■ Items:
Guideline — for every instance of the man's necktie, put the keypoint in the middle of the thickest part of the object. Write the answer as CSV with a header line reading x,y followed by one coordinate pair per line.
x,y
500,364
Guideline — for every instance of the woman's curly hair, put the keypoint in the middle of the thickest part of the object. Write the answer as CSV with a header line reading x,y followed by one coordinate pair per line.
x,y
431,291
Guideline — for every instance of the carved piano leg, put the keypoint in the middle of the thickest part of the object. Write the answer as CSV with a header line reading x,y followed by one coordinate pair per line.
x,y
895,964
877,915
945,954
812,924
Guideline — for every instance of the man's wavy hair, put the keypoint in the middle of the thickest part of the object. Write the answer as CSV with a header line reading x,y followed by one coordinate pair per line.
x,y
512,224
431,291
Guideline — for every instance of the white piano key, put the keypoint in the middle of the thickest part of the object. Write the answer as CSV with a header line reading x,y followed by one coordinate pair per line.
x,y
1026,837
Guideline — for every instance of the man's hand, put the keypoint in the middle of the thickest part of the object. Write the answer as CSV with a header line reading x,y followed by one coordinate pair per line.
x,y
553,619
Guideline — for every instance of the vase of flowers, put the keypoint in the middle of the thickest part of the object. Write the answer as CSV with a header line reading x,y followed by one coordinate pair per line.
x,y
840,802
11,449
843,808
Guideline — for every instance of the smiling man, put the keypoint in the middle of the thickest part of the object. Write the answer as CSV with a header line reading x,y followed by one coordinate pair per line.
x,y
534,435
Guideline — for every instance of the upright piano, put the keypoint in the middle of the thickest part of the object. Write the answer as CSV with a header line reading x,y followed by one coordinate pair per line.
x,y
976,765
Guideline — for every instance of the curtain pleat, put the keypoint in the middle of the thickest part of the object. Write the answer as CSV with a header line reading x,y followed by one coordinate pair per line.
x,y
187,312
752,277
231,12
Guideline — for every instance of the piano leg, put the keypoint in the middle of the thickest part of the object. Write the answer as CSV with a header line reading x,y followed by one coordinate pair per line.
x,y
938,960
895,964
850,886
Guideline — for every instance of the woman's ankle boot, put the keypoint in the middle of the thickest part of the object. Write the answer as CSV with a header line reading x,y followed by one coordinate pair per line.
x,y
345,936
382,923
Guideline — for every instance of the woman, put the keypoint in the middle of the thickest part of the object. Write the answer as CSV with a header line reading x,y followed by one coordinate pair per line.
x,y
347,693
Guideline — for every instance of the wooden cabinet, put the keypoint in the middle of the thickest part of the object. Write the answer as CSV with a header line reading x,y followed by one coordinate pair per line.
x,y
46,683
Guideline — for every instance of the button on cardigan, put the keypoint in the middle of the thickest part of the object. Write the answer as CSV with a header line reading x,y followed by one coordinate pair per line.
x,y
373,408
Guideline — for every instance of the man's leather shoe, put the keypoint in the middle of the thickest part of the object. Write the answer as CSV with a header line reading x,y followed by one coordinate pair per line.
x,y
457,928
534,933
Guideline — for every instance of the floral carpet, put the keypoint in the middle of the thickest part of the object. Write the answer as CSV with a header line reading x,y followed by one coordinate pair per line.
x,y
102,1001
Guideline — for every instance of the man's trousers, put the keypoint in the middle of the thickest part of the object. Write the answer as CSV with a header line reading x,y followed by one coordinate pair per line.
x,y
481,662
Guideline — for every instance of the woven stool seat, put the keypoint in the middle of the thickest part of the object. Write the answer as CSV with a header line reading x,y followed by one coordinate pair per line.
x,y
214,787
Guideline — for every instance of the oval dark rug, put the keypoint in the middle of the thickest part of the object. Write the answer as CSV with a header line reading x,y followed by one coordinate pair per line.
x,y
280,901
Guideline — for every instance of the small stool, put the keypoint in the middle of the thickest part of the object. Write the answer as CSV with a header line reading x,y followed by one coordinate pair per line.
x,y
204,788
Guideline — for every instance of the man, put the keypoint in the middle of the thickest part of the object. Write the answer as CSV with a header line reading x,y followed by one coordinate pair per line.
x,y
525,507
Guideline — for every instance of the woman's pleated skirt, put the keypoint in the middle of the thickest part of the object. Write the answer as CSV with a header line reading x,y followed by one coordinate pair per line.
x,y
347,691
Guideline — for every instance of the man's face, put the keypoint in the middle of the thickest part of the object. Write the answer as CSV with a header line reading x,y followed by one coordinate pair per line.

■ What is asked:
Emit the records above again, exactly, with no line skipped.

■ Response to this exercise:
Guideline — for every instance of the man's necktie, put the keypoint in the middle of the thickest part of the object. Write the answer as CSV with a header line reading x,y followed by one coordinate pair per line.
x,y
500,364
Guideline — for every instance of the woman's curly hair, put the keypoint in the middle of the thickest part of the object. Write the answer as CSV with a header line reading x,y followed by one coordinate pair per line.
x,y
431,291
Guideline — for every instance of the carved piano leg, put the keypoint in the middle of the thickest part of the object. Write the answer as CSV with a header line reading x,y followed by one coordinate pair per line.
x,y
895,964
877,915
945,954
812,924
Guideline — for every instance of the man's wavy hair, put the keypoint in the middle of the thickest part of the object. Write the answer as CSV with a header line reading x,y followed by one coordinate pair per line.
x,y
512,224
431,291
Guideline — for every instance of the white piano key, put the keypoint in the middle of the thickest part of the object. Write the answer as CSV with a header line reading x,y followed by one coordinate pair per line.
x,y
1026,837
Guideline — for every instance of the man's hand, put the keypoint in the middle of the thickest part of the object. Write the answer as CSV with a header line reading x,y followed by one coordinate pair per line.
x,y
553,619
Guideline — for every instance of the vase of flowers, put the keypoint in the middle of the thickest part of the object. Write the answer as CSV with a header line reading x,y followed by one coordinate pair per line.
x,y
840,802
11,449
843,808
Guideline — for every instance of the smiling man, put the keypoint in the middle of the thickest part of the object. Write the answer as CSV with a header line reading x,y followed by one coordinate pair per line.
x,y
534,435
Guideline — for every instance of the upright piano, put the keypoint in the middle of the thickest part of the object. Write the answer as CSV with a header line reading x,y followed by one coordinate pair per line.
x,y
976,765
Guideline — for every instance of the curtain pleat, put the keypoint in the middle of the thickest part of the object. Write the answer as CSV with a header line reading x,y followed by one coordinate pair per line.
x,y
187,312
752,277
231,12
Guideline — for every instance of the piano leg, put the keypoint in the middle of the thickest part of the object. Write the answer as CSV with a header line reading x,y followed by one coordinate pair per line.
x,y
938,960
895,964
850,886
Guideline — for every instance of the woman's ankle boot, put the keypoint in the middle of the thickest part of the object. Write the answer as CSV with a header line reading x,y followed by one coordinate pair per line.
x,y
345,936
382,923
Guideline — for every instance of the woman, put the keypoint in the middle of the thickest part of the object. Write the answer as CSV with a header line reading x,y followed by one coordinate pair per line.
x,y
347,693
Guideline — for every instance of the wooden cabinet, put the keypoint in the middle of the thickest part of the object. Write the answer as CSV with a header line reading x,y followed by one coordinate pair per line.
x,y
46,683
Guideline — for every instance of the button on cardigan, put the keypoint in the middle of the thickest part of the object. Write the answer as CSV with a header line reading x,y followed by one coordinate pair per line.
x,y
373,408
Guideline — for every instance of the man's leather shoe, put the keypoint in the middle of the thickest part of the object. Write the answer as CSV with a header line reading x,y followed by one coordinate pair per line.
x,y
457,928
534,933
Guideline — for every instance of the floral carpet, put the keypoint in the middle of the thickest part of the object. Write the answer as CSV with a header line reading x,y followed by one coordinate pair per line.
x,y
102,1001
Guideline — for every instance of the man's trousers, put the keypoint in the middle of the thickest part of the object. Write the answer as CSV with a header line reading x,y followed by one coordinate pair per line.
x,y
481,662
Guideline — for every instance of the woven stool seat, put the keypoint in the middle of the thickest part of the object. Write the answer as CSV with a header line reading x,y followed by one coordinate pair per line.
x,y
214,787
Guideline — for every instance of the oval dark rug, put the keypoint in the middle of the thickest part of the object. Write the answer as CSV with a header line reading x,y followed by one coordinate pair per line.
x,y
280,901
Guideline — for every instance of the small stool, put the keypoint in the middle of the thickest part of the object. Write the answer as CSV with a header line reading x,y followed by one coordinate pair per line.
x,y
204,788
Guideline — for every instance of the man, put the keypoint in the middle of the thickest part of the object. Write the answer as CSV with a header line reading x,y followed by one coordinate pair per line.
x,y
525,507
Guideline — for every instance of the woman's pleated skirt, put the keypoint in the middle of the thickest part of the object. Write the answer as CSV with a header line reading x,y followed by one coordinate pair per line.
x,y
347,691
Guideline — for every instance of the man's face, put the keypoint in the middle of the thickest part of the object. Write the answer as CSV with a header line reading x,y followed by one coordinate pair per line.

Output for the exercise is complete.